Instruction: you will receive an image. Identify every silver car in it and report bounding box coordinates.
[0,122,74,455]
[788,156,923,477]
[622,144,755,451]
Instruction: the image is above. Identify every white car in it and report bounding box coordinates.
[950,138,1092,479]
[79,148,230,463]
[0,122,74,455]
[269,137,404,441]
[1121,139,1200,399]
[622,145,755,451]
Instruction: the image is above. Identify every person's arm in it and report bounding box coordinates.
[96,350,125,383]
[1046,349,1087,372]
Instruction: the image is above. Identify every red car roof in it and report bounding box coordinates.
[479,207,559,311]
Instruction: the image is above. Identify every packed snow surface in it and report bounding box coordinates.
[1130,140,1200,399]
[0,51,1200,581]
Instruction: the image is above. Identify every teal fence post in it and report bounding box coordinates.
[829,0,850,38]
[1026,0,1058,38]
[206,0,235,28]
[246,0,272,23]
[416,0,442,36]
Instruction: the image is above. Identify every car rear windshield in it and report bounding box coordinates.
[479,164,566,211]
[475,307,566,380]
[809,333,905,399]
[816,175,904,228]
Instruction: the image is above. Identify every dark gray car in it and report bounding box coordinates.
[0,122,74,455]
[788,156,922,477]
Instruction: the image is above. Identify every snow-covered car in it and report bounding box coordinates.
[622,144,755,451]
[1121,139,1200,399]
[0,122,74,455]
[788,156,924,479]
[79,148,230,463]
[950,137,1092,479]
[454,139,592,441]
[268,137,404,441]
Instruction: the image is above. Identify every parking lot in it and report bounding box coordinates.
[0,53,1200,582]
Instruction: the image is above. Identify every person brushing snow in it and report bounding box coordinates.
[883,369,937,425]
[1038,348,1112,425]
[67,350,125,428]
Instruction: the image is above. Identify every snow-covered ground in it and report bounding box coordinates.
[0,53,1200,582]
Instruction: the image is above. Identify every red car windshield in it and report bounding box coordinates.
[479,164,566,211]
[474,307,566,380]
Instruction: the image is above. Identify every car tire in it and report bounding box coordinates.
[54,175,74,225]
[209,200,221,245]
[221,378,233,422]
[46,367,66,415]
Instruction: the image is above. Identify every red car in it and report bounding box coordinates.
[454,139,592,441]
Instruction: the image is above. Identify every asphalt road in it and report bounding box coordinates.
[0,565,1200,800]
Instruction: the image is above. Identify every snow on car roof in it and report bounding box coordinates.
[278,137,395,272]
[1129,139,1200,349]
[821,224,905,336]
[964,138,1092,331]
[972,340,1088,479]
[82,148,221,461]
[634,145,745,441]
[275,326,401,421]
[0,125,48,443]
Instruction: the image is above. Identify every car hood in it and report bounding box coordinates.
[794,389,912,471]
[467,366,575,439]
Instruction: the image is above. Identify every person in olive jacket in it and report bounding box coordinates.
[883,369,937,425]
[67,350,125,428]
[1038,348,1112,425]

- - - - -

Reproduce the items verbatim from the first line through the line containing "[479,207,559,311]", inclusive.

* SOLUTION FOR THIS PROBLEM
Instruction: you will receive an image. Identify every silver car in it and report bounding box coordinates.
[0,122,74,455]
[788,156,923,477]
[622,144,755,451]
Instruction: the image is above. Identify every white car in it and report bounding box coordinates.
[950,138,1092,479]
[79,148,230,463]
[0,122,74,455]
[269,137,404,441]
[1121,139,1200,399]
[622,145,755,451]
Instruction: the image is above. Identify every person's arm in it and report bounding box coordinates.
[96,350,125,383]
[1046,349,1087,372]
Instruction: the image is above. Identify every red car roof in it and report bounding box coordinates.
[479,207,559,311]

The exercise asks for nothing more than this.